• STATED PROBLEM: Copy every row below word for word, but leave the pictures out of your answer.
BEGIN
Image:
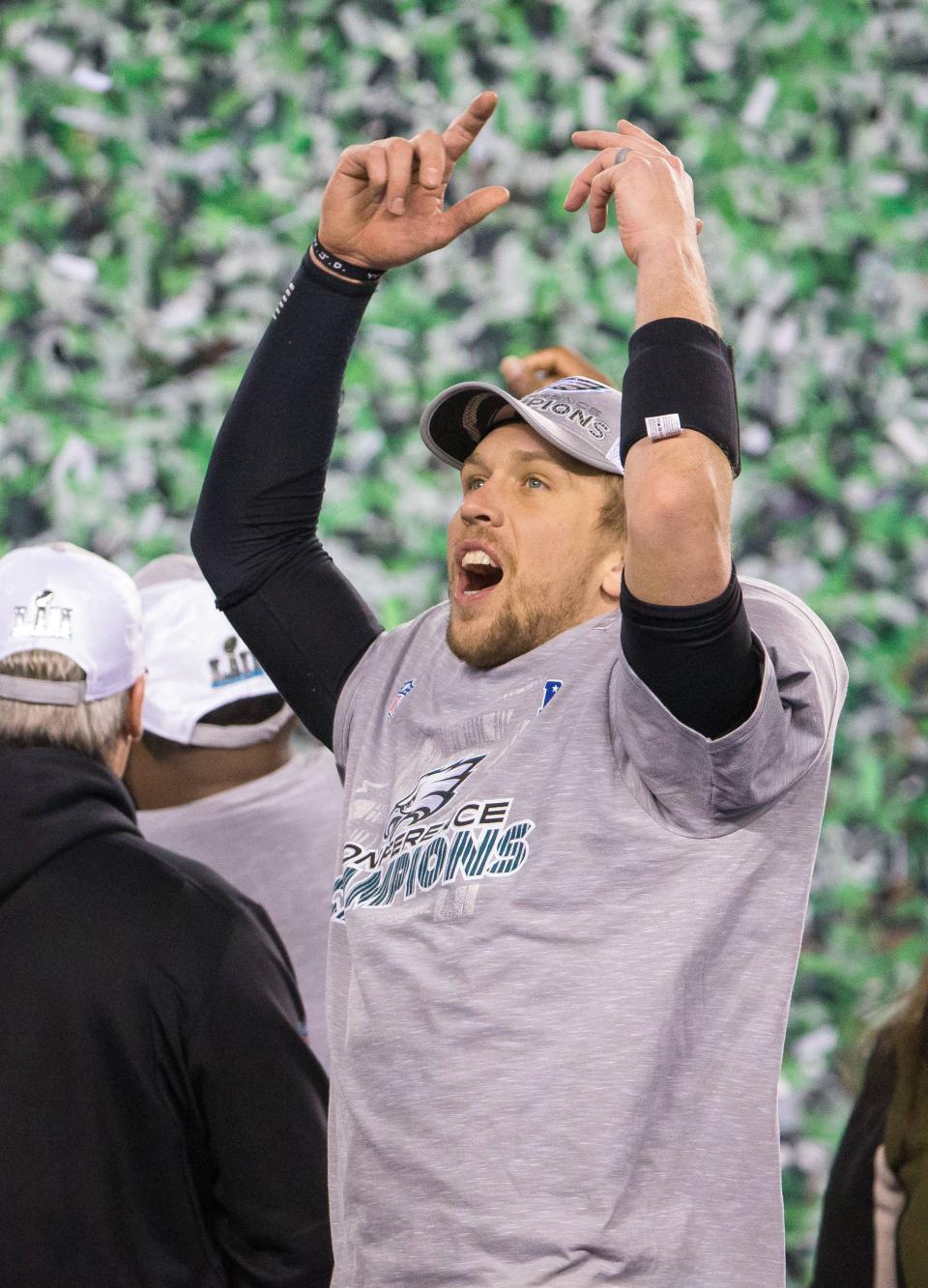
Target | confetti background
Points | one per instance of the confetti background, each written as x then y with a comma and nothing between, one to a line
162,166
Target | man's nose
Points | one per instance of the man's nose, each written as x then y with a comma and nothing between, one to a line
482,505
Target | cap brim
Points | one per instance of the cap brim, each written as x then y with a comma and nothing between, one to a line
456,420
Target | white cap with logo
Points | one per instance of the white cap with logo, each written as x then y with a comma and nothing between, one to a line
196,662
69,600
578,415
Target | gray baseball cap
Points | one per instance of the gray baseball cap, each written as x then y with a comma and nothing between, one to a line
578,415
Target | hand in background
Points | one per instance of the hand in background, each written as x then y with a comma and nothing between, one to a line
653,194
525,375
385,205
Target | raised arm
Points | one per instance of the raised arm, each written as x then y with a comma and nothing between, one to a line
677,490
684,629
254,533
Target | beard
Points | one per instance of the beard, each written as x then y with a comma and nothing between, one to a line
512,634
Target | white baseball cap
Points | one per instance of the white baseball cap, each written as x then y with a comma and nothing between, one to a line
69,600
196,661
579,415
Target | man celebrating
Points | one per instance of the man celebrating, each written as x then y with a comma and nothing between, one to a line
582,796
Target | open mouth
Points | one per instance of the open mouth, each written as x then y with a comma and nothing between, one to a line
478,573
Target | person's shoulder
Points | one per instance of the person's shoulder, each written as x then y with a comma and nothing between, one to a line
185,896
421,635
781,618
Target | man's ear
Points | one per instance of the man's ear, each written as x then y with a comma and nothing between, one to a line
134,712
611,579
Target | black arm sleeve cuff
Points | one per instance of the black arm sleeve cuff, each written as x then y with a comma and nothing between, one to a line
680,366
699,660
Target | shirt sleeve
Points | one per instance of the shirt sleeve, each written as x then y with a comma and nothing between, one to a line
263,1099
708,787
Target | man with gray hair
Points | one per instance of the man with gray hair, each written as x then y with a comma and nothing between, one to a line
162,1118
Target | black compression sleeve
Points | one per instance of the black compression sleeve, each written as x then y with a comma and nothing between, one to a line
700,660
254,532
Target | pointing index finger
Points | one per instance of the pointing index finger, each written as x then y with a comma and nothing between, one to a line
464,129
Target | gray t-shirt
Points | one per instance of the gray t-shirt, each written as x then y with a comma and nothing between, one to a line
565,938
275,839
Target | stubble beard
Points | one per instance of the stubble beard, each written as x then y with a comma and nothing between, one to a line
512,634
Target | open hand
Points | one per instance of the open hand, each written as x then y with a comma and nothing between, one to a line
653,194
385,205
526,375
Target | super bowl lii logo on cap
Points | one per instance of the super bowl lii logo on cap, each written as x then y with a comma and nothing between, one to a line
43,618
239,664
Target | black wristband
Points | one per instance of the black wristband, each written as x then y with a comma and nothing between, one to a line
681,375
354,272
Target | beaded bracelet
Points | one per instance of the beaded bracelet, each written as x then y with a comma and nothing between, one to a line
354,272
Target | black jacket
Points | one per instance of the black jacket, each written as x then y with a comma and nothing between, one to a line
161,1118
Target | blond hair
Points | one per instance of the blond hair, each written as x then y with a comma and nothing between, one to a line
93,728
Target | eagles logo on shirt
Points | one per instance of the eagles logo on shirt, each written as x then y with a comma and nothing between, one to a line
476,840
433,789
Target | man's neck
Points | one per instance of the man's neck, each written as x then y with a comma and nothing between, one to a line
199,772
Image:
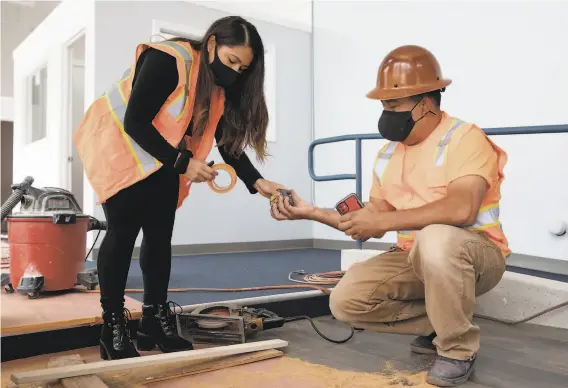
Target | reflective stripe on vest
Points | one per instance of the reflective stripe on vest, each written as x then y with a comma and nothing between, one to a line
176,107
117,106
442,149
487,217
383,159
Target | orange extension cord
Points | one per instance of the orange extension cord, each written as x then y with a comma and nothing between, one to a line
309,281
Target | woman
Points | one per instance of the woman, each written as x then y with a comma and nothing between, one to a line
146,140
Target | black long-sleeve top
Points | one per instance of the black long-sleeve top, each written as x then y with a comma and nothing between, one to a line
156,77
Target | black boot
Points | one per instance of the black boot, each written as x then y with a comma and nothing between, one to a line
158,328
115,342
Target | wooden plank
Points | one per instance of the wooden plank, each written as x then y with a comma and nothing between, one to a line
76,382
21,315
140,376
52,374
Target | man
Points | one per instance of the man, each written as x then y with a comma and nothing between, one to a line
437,183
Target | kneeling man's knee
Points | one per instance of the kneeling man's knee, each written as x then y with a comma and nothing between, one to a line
343,306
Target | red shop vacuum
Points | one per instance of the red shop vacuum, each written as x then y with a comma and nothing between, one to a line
47,237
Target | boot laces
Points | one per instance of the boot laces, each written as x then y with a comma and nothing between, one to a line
167,317
120,330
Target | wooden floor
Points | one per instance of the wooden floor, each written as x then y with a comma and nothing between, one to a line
21,315
524,356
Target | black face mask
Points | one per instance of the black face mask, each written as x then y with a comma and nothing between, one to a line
224,75
396,126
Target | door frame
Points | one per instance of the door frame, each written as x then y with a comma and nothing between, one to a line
67,112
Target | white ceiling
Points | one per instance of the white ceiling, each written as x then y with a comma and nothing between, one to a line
290,13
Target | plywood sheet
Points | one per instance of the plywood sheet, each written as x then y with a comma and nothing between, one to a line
21,315
53,374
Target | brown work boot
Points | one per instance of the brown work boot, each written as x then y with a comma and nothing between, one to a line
448,372
424,345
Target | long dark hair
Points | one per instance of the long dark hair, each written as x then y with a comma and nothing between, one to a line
245,118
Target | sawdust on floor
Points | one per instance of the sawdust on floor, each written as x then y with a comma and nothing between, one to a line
286,372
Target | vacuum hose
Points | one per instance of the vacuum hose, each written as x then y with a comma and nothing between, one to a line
17,194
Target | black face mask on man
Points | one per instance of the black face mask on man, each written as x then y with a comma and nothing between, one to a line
224,75
396,126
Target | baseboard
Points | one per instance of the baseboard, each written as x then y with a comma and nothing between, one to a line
237,247
534,263
518,296
342,245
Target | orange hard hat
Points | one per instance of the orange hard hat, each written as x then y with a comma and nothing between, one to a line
408,71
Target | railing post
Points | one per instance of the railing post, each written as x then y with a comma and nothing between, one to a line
358,177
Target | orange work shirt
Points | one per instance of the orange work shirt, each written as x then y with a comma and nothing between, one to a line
409,177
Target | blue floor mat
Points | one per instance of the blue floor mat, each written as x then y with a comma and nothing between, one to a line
236,270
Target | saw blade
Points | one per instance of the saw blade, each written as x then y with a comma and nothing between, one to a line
212,324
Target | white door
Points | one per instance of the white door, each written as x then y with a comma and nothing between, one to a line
76,110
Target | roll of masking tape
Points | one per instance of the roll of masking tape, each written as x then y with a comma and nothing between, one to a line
229,170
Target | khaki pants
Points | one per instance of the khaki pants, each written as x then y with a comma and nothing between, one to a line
431,288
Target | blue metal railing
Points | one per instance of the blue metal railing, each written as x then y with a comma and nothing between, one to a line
542,129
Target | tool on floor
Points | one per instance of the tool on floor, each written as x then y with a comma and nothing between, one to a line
47,240
229,324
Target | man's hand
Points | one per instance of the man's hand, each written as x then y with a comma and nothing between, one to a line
367,222
266,188
282,210
198,171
END
• EXERCISE RESULT:
Image:
Target | confetti background
Points | one per instance of the confetti background, each written as x then y with a comma and nothing between, one to a line
162,166
Target | man's nose
Points | one per instance of the man's nose, each written as x then y with a comma and nothing between, one to a line
482,505
Target | cap brim
Points | one per instance of the cap brim, each written as x then y with a comma and nothing between, one to a line
456,420
Target | white cap with logo
Points | one per instance of the white cap with logo, each written as x then y with a comma and nothing between, one to a line
196,662
69,600
578,415
Target | gray baseball cap
Points | one per instance of the gray baseball cap, each written as x then y with a comma and nothing between, one to a line
578,415
Target | hand in background
Points | one per instance of the hand in background, each written as x then y with a comma and nothing between, one to a line
653,194
525,375
385,205
Target | raised arm
Points | one per instance of the raised arm, each written as x then y with a comma and nothing between, one to a line
677,490
684,629
254,533
Target | beard
Points | one per instance of the beard, each written as x then y with a comma and nothing between, one to a line
512,634
Target | white baseball cap
Points | one per instance of the white baseball cap, each written as x then y with a comma and nothing between, one to a line
69,600
196,661
579,415
Target | man celebrating
Points | one per instance of the man celebrating, each written as x then y with a comma and nothing between, one to a line
582,796
Target | open mouth
Points | one per instance of the open mouth, each written as x then y with a comma and nothing between, one to a line
478,573
Target | person's shoulder
Points | one per instance of the person's shoulder, each written as x then y with a comma and nothing between, one to a line
185,896
421,635
781,618
Target | man's ear
Points | one per instance of the man's ear, each written as x then y with a comma and nothing between, one to a line
134,712
611,579
Target | black arm sleeve cuff
Points | one per instance of the black arm sleeve cuff, each written as x then y with a comma and nothing between, one to a line
680,366
699,660
Target | shirt sleeve
Points | one per instance of the shirt sleeve, each written as x then y with a comma and nothing between, one to a line
263,1099
708,787
Target | man with gray hair
Points | one per instance of the man with gray hair, each written as x then y with a comma and nothing between, one to a line
162,1118
Target | black compression sleeve
Points | one per instance of the black compression sleeve, each written as x then y with a comma and nothing between, one to a line
700,660
254,532
Target | pointing index finger
Points | one per instance of the pointing index finger, each written as x then y with a comma and nothing between, one to a line
464,129
Target | gray t-shirt
Points | one per instance of the gray t-shirt, each written as x then y with a comma and nothing between, one to a line
565,938
275,839
Target | stubble beard
Points | one per instance of the stubble beard, each written as x then y with a comma and nothing between, one to a line
512,634
Target | open hand
Points | one per instance of the open hand, each written as x then y with a comma and nothing between, one to a line
653,194
385,205
526,375
Target | super bowl lii logo on cap
Points | one per instance of the super bowl lii logo on cap, each written as x then y with a comma and nothing between, one to a line
43,618
239,664
Target | black wristband
Points | one per instance of the black wristband, each written as x then y with a comma and nothing between, one to a line
681,375
354,272
Target | beaded bracelet
Points | one per instance of the beaded bracelet, each written as x then y with a comma and nothing between, one to a line
354,272
Target | black jacket
Points | one per instance of the black jacket, each written as x then y with a comma and nothing between, one to a line
161,1118
Target | blond hair
Points | one per instance of the blond hair, each written as x then y with a comma and nothing between, one to a line
93,728
Target | eagles logo on shirt
Points | one per instance of the eagles logo on shirt, each written as x then y with a comma and nothing between, one to a line
476,840
433,789
Target | man's neck
Points | one per instance of the man's neck, each written as x then y with a comma and nothing between, one to a line
199,772
Image:
Target | reflective stripe on vest
Points | one per instance of the reflective stripe on vest, each written as x then y with a comma and nothing between, one to a line
176,107
117,106
442,149
487,217
383,159
Target | orange extension cord
Points | one per instance of the orange extension cord, each written as x then y with a comma and nothing between, one to a line
309,281
Target | woman
Points | one per instance of the woman, each written as x then y with a comma and nothing between, one to a line
146,140
Target | black long-sleeve top
Points | one per instance of the black long-sleeve top, each written as x then y with a comma and nothing between, one to a line
156,77
Target | black boot
Points | one per instance of the black boot, each written as x then y with a comma and nothing between, one to a line
158,328
115,342
Target | wooden plank
Points | one per instance of the wooden plank, each written as x then y with a comma and nothing between, one to a line
76,382
21,315
140,376
52,374
Target | man
Points | one per instance of the man, each written as x then y with a comma and nothing between, one to a line
437,183
Target | kneeling man's knee
Points | one per instance of the kneeling man's knee, each written as x then y with a comma and nothing between, one to a line
343,306
Target | red shop vacuum
Points | one per instance of the red shop vacuum, each written as x then y with a comma and nothing between, one to a line
47,237
Target | boot laces
Points | one per instance of the boot laces, each written as x then y with a comma and nothing between, one to a line
167,317
120,330
Target | wooden floor
Points | one per instance of the wooden floor, each written as x then y with a comma and nothing between, one to a line
21,315
524,356
Target | black face mask
Points | one per instance of the black face mask, each written as x then y with a comma and nothing between, one to a line
224,75
396,126
Target | door frame
Points | one per instance of the door frame, each written as x then y with a comma and nothing between, one to a line
67,112
Target | white ceiling
Points | one per instance of the white ceiling, each written as x then y with a comma and nothing between, one to a line
290,13
Target | plywood sheet
Points | one per instance of the plywood sheet, each written as x then y with a comma and nothing between, one to a line
21,315
53,374
Target | brown work boot
Points | one per instance of the brown work boot, each written as x then y with a comma and nothing between, one to a line
448,372
424,345
Target | long dark hair
Points | one per instance of the long dark hair, each written as x then y with a comma and nothing between, one to a line
245,118
Target | sawdust on floor
Points | one per instance of the sawdust on floor, each written as x then y with a comma and nothing between, one to a line
286,372
Target | vacuum hose
Points | one per instance of the vacuum hose, each written as x then y with a comma and nothing between, one to a line
17,194
Target | black face mask on man
Points | one per instance of the black face mask on man, each written as x then y with a comma and nothing between, one to a line
224,75
396,126
Target | baseboard
Points | one per instance of the baseboard, each written as x then y with a comma and nothing between, one to a line
237,247
534,263
518,296
342,245
Target | orange hard hat
Points | one per instance of the orange hard hat, each written as x then y with a comma and nothing between, one to a line
408,71
Target | railing post
Points | one per instance of the railing post, each written as x then y with a comma and nothing between, one to a line
358,177
Target | orange work shirt
Points | one per instance of the orange work shirt, each written as x then y with a comma and nothing between, one to a line
409,177
Target | blue floor mat
Points | one per instance of the blue floor mat, each written as x then y with a comma and nothing between, one to a line
236,270
Target | saw blade
Points | one per instance of the saw blade, each written as x then y with a comma and nothing between, one to a line
212,324
Target | white door
Points | one per instance of the white door, each written as x then y with a comma and nothing between, one to a line
76,110
Target | roll of masking tape
Points | one per instance of the roll of masking tape, each written as x then y with a comma and nothing between, one to a line
229,170
Target | khaki pants
Points | one per instance of the khaki pants, each written as x then y with a comma and nothing between, one to a line
431,288
Target | blue metal railing
Points | one per instance of the blue metal railing, each written as x then y with a comma and nothing between, one to a line
542,129
Target | tool on floor
Points | one per instance of the tool on floor, each written as x then y with a comma and nothing between, one to a line
47,240
229,324
Target | man's hand
Points | one per instance of the man's hand, each written as x then y with a comma and nothing between, one to a line
367,222
266,188
282,210
198,171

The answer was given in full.